*PROBLEM:* Convert the records into a two-column CSV with the headers text and answer, one row per record, placing each record's text and its answer in single quoted fields with line breaks replaced by spaces. Include only the part that opens with the line containing "For the evaluation set, tag every instance of the v-neck" and closes with the line containing "[[177, 527], [149, 484]]".

# start of GIVEN INFORMATION

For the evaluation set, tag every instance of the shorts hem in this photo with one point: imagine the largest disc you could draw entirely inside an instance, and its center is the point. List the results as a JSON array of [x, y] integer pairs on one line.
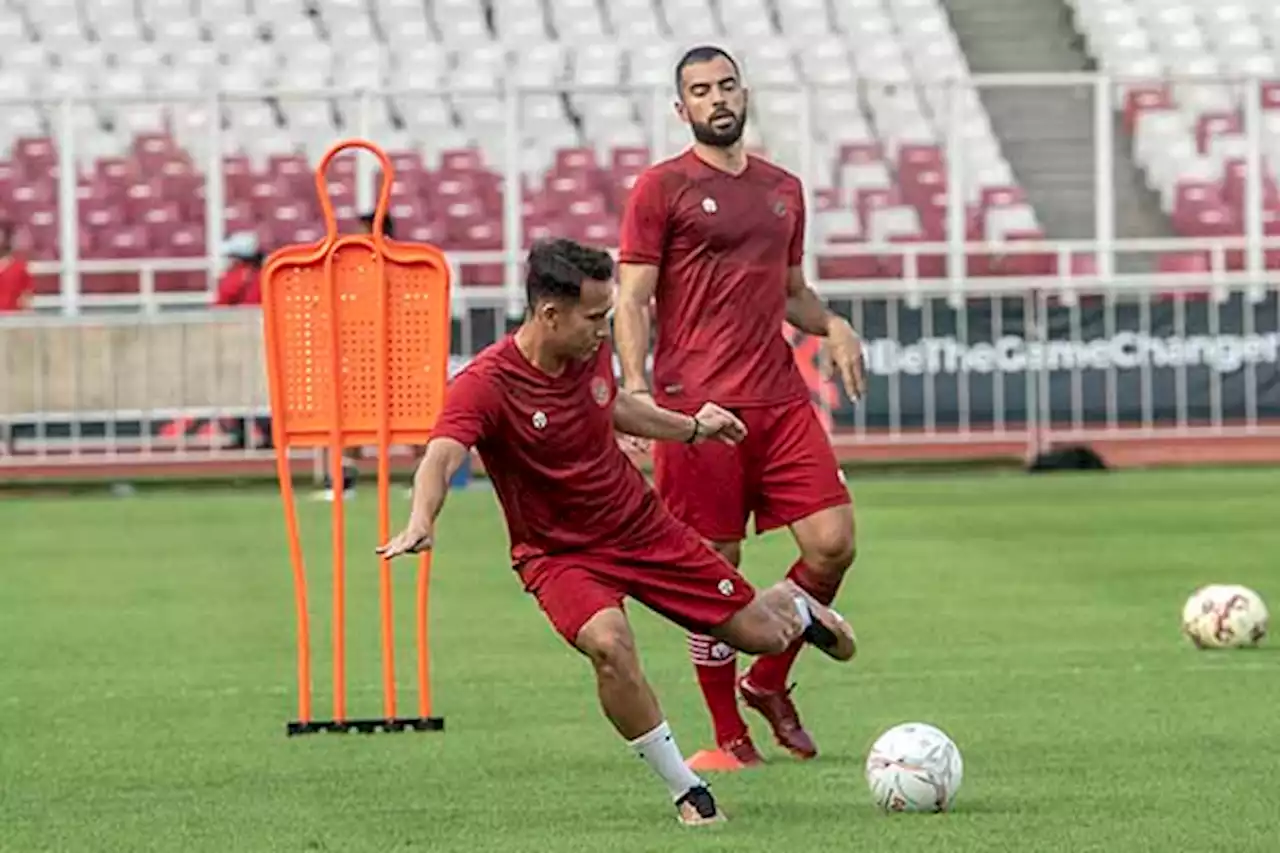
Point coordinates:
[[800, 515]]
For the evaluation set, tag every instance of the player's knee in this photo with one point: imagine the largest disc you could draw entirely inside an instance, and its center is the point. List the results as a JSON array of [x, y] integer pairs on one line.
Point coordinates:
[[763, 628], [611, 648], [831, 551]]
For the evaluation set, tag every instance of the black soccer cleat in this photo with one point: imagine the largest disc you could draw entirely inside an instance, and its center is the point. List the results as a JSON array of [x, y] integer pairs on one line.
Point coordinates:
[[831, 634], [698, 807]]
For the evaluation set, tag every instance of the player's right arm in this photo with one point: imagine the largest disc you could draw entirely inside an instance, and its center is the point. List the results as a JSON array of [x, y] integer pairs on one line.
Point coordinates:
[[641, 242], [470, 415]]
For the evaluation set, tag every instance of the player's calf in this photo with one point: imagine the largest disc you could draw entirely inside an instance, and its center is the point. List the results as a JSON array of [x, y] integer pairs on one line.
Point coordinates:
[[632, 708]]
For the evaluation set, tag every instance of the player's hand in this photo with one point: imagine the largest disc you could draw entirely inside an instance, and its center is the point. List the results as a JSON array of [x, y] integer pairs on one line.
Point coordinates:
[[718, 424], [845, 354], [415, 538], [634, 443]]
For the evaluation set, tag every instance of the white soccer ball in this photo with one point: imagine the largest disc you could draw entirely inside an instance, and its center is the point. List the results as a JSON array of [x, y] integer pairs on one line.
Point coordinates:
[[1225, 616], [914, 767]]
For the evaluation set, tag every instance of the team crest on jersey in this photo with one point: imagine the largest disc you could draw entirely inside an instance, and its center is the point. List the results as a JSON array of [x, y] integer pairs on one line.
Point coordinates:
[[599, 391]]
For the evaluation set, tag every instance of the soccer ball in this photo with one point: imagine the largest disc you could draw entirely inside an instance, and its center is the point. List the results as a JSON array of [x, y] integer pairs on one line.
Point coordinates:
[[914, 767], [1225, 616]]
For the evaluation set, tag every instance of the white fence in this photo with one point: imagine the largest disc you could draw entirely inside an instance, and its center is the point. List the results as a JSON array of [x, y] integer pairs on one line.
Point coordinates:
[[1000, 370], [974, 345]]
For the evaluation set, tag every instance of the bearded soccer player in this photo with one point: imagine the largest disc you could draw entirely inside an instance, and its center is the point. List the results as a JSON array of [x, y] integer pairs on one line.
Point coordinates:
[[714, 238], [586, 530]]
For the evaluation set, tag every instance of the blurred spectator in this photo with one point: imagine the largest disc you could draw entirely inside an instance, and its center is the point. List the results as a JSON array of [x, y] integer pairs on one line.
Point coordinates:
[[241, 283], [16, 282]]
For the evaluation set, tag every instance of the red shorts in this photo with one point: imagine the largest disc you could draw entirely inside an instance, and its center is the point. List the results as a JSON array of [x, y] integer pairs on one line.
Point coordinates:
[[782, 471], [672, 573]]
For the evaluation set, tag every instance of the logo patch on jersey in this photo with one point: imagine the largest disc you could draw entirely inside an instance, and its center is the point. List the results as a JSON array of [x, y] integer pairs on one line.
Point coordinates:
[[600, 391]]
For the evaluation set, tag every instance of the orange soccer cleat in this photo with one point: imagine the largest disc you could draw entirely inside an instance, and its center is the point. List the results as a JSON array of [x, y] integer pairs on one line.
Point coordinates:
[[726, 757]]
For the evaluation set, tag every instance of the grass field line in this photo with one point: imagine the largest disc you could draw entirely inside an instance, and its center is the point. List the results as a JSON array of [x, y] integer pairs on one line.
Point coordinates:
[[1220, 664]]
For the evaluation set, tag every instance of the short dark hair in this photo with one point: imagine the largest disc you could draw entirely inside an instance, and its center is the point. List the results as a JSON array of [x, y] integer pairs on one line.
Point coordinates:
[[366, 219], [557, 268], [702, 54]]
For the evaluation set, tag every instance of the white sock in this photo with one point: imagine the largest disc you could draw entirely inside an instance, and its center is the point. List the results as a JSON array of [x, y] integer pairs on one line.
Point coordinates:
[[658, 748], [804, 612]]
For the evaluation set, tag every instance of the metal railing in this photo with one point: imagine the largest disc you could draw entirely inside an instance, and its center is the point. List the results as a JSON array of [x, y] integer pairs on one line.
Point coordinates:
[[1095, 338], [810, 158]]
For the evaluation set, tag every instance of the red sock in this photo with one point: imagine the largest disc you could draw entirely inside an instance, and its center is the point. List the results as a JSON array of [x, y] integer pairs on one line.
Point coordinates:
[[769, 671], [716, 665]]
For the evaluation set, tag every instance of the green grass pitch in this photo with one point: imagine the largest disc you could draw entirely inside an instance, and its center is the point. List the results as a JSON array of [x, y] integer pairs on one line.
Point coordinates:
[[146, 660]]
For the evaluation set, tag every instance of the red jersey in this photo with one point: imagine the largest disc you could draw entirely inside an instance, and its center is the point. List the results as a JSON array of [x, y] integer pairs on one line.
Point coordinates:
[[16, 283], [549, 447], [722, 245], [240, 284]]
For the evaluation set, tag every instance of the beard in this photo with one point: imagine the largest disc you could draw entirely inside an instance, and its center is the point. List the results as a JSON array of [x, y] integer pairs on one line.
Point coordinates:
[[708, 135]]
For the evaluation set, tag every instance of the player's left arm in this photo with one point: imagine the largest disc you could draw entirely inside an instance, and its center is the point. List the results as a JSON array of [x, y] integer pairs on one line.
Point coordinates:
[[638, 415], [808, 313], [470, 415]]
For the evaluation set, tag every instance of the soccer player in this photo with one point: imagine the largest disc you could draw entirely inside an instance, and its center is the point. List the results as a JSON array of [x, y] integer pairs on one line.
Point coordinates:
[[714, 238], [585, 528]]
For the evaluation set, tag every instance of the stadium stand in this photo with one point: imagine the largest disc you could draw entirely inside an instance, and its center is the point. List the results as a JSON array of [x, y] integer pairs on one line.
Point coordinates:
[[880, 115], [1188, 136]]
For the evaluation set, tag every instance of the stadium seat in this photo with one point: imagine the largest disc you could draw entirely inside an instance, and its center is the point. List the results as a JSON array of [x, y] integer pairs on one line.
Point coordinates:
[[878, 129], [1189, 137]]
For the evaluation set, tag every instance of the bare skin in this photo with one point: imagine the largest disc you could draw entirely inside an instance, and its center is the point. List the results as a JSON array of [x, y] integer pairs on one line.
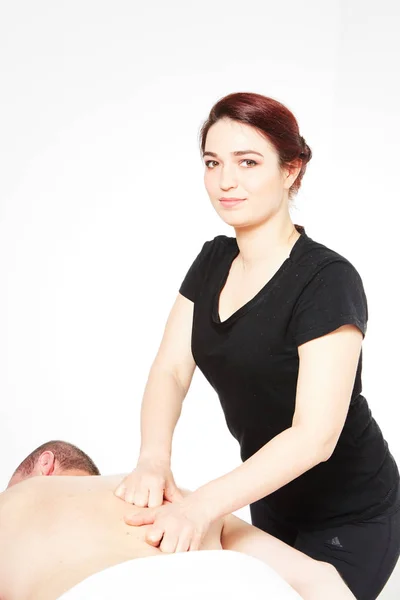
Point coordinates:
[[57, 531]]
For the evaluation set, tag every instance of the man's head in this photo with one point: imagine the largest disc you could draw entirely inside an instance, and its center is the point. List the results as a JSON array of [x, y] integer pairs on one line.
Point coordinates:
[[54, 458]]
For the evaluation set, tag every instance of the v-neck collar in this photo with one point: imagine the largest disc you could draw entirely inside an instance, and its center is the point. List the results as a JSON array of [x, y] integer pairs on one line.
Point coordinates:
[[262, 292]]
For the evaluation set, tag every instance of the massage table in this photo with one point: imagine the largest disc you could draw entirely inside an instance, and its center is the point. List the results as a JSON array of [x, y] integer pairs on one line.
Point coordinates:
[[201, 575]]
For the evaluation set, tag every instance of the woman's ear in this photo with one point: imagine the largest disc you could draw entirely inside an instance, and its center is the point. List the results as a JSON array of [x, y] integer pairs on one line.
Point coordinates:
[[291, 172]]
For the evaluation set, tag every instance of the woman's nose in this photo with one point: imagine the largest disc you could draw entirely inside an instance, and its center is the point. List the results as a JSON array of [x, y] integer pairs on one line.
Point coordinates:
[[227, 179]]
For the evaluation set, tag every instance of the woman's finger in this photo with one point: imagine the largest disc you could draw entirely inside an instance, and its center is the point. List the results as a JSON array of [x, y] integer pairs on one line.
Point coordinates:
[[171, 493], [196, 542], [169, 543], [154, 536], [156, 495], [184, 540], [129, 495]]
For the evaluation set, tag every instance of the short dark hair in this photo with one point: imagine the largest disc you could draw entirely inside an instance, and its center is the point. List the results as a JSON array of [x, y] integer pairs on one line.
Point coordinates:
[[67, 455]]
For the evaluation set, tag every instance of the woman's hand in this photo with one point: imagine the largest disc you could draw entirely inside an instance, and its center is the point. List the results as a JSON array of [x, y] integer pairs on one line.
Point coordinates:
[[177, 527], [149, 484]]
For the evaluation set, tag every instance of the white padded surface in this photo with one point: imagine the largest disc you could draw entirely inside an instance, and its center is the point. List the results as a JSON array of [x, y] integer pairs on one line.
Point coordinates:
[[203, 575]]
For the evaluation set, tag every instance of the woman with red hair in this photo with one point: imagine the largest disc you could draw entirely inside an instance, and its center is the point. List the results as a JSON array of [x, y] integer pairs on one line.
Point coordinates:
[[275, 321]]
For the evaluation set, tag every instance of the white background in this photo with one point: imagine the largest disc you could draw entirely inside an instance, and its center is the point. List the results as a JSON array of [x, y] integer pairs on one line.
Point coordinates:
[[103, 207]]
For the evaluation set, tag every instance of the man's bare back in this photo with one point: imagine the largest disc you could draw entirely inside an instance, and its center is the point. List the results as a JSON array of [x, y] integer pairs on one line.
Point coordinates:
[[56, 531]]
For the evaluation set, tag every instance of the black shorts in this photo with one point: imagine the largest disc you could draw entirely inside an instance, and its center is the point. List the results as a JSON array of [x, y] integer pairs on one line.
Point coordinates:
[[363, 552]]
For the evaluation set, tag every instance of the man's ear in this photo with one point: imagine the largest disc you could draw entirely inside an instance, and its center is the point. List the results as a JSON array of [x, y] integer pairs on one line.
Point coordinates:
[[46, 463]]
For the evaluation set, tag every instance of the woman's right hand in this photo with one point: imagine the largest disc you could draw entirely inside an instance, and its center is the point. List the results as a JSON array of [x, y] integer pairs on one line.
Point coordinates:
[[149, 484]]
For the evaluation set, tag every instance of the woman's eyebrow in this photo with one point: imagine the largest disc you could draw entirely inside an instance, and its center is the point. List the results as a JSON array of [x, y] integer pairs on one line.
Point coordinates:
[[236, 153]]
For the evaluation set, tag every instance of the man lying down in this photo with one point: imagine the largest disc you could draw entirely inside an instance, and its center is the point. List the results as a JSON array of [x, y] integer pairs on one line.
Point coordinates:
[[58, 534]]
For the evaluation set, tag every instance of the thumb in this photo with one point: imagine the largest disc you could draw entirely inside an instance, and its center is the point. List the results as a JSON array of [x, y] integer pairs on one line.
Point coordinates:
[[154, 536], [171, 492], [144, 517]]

# end of GIVEN INFORMATION

*RESULT OF THE TASK:*
text,answer
"For the evaluation set, tag every instance of the v-neck collar in this photo with one point: imagine the largest disc you could draw entirely inside an instance, and its center is the point. List the results as a JSON array of [x, y] integer pairs on one line. Point coordinates:","[[262, 292]]"
"For the evaluation set, tag every instance of the massage table in this photo with one point: imagine the largest disc you could draw entirely inside an instance, and its center is the point. List the results as a JSON array of [x, y] integer pairs on one line. Point coordinates:","[[201, 575]]"
"For the evaluation set, tag every instance of the woman's ear in this photo with one point: imagine the largest disc you could draw entirely inside an instance, and its center is the point. List the results as a JSON array of [x, y] integer pairs on one line. Point coordinates:","[[291, 172]]"
"For the evaluation set, tag every instance of the woman's nose in this photo with one point: imagine the largest disc you could draw entirely inside an instance, and its center is the point. List the results as a JSON array of [x, y] integer pairs on one line. Point coordinates:","[[227, 179]]"
"For the evaluation set, tag every instance of the woman's finger in this photo with one point: imagine the largest disc you could draw entirely inside an instance, and its center is the point. List the results as a JSON array of [x, y] integer pairs on one line. Point coordinates:","[[171, 493], [196, 542], [169, 543], [154, 536], [156, 495], [184, 540], [129, 495]]"
"For the evaluation set, tag every instance of the short dark hair in this photo with one point: imagine the largest disc you could draw entirely inside an instance, and its center is the point. List the results as a JSON array of [x, y] integer pairs on one line. Point coordinates:","[[67, 455]]"
"For the evaluation set, tag every instance of the woman's hand in this photo with one point: imagine the largest disc you could draw entirely inside an instance, and its center is the point. List the results as a JSON array of [x, y] integer pairs on one line. Point coordinates:","[[177, 527], [149, 484]]"